-- What is needed --
Show every line in the records below that contains the word "cloud".

%%

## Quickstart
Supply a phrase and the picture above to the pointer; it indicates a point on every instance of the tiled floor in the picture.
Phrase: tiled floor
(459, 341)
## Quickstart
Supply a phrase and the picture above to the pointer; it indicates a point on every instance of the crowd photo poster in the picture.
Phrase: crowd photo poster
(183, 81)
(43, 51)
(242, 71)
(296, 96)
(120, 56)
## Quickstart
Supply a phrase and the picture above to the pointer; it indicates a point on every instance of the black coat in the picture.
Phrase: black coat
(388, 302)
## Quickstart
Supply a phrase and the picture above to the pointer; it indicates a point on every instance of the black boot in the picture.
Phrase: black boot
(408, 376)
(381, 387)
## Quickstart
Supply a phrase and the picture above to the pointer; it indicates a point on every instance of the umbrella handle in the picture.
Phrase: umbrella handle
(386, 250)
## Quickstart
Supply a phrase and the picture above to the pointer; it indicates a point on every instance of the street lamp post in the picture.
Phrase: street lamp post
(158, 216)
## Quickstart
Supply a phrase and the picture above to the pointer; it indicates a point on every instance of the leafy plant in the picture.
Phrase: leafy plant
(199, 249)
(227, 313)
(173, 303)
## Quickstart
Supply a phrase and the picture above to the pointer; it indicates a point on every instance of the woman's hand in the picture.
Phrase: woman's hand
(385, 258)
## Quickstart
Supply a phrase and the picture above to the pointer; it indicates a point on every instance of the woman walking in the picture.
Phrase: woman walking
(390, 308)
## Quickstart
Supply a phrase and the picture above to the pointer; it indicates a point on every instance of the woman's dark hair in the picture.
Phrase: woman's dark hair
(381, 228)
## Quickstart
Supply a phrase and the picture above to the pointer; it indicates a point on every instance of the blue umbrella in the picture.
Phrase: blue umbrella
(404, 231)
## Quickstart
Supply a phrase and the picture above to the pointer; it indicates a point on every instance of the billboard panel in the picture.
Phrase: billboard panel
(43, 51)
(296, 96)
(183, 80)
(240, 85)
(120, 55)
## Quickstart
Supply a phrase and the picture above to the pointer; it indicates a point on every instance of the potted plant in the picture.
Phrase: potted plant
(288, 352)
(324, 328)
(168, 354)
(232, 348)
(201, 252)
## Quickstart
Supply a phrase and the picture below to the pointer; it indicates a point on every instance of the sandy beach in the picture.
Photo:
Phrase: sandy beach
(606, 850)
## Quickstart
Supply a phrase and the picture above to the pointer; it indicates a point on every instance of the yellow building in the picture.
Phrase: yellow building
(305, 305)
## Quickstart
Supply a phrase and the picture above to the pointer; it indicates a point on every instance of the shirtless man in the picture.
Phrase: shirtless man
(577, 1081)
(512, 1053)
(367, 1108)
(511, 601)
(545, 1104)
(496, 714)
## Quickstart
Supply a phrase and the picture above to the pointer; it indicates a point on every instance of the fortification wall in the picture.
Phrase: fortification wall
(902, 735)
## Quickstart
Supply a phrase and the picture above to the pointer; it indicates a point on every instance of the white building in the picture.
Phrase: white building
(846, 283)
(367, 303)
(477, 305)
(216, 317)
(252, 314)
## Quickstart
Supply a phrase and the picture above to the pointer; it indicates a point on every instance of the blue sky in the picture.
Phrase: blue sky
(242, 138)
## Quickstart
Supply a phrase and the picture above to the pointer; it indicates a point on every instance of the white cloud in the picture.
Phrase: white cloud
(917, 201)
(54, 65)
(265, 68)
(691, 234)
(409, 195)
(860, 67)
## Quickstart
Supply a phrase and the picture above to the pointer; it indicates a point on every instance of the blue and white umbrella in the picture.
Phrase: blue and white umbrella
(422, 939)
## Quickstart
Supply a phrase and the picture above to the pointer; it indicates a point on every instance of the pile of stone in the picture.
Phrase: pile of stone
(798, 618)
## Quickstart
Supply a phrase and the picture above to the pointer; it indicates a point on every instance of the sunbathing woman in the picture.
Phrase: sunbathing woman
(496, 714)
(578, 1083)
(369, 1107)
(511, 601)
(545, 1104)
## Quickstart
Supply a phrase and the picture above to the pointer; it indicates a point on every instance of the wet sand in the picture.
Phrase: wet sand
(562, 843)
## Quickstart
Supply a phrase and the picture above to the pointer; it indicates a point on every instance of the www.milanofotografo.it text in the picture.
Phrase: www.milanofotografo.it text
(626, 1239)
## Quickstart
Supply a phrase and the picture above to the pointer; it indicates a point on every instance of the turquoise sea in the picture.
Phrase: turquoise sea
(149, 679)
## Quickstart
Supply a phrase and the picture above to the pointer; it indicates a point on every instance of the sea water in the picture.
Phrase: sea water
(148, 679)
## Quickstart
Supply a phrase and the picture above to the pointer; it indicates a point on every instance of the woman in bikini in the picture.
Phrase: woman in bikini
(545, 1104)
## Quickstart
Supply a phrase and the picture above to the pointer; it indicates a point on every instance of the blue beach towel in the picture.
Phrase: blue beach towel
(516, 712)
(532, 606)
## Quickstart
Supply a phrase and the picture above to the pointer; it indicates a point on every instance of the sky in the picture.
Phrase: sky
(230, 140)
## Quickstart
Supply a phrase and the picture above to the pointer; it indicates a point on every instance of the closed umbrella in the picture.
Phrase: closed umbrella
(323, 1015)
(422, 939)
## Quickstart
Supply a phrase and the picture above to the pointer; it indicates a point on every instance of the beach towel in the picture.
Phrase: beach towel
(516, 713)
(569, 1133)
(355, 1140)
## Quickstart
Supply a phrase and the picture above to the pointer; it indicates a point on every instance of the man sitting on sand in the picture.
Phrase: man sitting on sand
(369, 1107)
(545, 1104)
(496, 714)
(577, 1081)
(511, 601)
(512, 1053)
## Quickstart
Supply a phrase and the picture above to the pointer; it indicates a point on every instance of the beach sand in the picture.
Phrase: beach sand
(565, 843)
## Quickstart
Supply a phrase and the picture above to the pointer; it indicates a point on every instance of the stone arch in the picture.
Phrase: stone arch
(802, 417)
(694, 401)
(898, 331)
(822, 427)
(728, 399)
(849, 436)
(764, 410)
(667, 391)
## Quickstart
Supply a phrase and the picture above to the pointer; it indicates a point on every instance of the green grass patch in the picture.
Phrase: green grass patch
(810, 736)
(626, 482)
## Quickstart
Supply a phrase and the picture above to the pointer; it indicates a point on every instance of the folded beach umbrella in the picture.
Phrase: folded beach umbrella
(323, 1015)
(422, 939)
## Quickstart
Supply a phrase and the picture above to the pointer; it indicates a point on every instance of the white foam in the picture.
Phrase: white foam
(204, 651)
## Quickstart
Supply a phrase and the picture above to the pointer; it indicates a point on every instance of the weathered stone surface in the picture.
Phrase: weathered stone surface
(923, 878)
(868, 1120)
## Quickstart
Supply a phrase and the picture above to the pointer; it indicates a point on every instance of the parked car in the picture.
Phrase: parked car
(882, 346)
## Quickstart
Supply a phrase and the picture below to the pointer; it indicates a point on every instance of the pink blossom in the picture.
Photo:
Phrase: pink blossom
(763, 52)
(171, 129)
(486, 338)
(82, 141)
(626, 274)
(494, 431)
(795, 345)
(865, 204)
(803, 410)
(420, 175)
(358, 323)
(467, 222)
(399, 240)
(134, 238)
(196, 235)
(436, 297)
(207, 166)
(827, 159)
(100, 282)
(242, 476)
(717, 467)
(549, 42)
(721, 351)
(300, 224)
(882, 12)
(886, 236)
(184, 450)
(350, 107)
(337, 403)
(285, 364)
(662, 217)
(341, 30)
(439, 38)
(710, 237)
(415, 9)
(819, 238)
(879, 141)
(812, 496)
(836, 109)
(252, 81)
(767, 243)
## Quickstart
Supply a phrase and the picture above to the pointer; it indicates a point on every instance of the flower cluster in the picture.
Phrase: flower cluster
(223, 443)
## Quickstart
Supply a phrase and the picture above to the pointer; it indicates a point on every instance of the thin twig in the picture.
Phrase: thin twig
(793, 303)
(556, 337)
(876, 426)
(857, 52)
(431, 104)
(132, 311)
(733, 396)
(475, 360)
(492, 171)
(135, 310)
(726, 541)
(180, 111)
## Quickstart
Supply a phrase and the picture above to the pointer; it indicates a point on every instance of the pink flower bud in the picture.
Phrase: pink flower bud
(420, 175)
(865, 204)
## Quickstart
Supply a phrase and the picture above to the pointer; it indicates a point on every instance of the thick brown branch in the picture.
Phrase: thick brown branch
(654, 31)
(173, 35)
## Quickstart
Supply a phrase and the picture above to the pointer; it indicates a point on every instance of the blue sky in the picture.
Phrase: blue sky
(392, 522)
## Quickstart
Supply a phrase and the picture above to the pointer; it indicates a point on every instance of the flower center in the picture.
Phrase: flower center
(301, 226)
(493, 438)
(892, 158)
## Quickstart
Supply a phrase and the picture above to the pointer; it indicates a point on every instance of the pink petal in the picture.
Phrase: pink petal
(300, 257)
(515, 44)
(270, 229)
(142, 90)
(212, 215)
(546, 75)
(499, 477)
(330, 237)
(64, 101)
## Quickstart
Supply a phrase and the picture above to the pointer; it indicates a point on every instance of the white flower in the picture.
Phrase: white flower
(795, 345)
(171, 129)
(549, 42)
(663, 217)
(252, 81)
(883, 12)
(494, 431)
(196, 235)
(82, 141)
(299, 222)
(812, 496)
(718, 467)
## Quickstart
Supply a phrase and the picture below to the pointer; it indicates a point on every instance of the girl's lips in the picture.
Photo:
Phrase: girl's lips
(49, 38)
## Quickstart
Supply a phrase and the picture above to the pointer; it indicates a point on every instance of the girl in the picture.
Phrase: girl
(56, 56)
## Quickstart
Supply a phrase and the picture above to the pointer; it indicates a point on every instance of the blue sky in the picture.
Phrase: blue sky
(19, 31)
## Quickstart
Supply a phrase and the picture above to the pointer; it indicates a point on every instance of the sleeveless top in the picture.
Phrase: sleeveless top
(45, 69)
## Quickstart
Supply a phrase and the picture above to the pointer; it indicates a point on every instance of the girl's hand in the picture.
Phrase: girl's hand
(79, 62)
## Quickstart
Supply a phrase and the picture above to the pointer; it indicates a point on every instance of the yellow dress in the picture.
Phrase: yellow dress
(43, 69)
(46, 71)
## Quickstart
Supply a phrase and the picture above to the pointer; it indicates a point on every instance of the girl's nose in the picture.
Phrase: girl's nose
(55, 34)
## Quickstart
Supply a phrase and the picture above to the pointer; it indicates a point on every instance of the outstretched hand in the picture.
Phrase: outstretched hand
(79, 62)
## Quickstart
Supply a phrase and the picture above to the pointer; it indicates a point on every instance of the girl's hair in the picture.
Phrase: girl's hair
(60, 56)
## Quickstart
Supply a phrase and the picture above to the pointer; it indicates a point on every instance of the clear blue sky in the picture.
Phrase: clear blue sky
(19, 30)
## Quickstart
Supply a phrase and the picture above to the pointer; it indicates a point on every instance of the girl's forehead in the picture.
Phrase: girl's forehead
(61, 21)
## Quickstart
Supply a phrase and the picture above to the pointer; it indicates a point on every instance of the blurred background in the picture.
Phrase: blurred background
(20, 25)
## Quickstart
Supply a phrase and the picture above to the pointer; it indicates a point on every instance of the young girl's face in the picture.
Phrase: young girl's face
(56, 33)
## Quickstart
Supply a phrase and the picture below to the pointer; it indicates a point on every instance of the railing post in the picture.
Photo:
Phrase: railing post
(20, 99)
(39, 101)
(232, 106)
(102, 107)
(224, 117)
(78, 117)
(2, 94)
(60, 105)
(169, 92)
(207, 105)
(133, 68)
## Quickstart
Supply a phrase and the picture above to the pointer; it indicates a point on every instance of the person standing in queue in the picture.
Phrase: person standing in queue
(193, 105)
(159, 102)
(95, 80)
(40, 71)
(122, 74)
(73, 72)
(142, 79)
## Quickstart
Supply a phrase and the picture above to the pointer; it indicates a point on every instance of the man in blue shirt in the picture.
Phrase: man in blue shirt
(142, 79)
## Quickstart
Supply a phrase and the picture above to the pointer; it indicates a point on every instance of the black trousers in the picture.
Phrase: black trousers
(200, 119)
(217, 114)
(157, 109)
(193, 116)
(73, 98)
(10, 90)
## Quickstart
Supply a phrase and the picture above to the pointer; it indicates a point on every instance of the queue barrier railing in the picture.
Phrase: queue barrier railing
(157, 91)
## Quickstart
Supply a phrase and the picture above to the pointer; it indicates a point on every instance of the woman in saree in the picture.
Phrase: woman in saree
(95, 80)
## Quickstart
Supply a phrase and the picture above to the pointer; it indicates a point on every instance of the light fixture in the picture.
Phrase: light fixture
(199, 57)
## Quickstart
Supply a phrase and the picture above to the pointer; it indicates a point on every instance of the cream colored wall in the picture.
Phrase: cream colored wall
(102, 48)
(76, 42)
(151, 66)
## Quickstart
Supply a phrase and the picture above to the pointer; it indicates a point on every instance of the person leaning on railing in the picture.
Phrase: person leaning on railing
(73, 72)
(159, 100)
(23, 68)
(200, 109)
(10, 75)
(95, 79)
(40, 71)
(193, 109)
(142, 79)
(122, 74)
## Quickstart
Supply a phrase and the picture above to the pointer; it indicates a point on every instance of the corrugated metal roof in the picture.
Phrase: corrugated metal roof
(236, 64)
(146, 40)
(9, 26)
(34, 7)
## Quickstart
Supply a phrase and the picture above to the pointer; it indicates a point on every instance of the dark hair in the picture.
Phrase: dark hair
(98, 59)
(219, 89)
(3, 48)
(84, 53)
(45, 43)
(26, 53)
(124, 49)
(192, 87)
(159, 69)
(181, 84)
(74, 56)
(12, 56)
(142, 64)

%%

-- Exercise solution --
Supply a phrase and the picture above to the pointer; it indicates a point on every instance of the white cloud in the picture.
Phrase: white cloud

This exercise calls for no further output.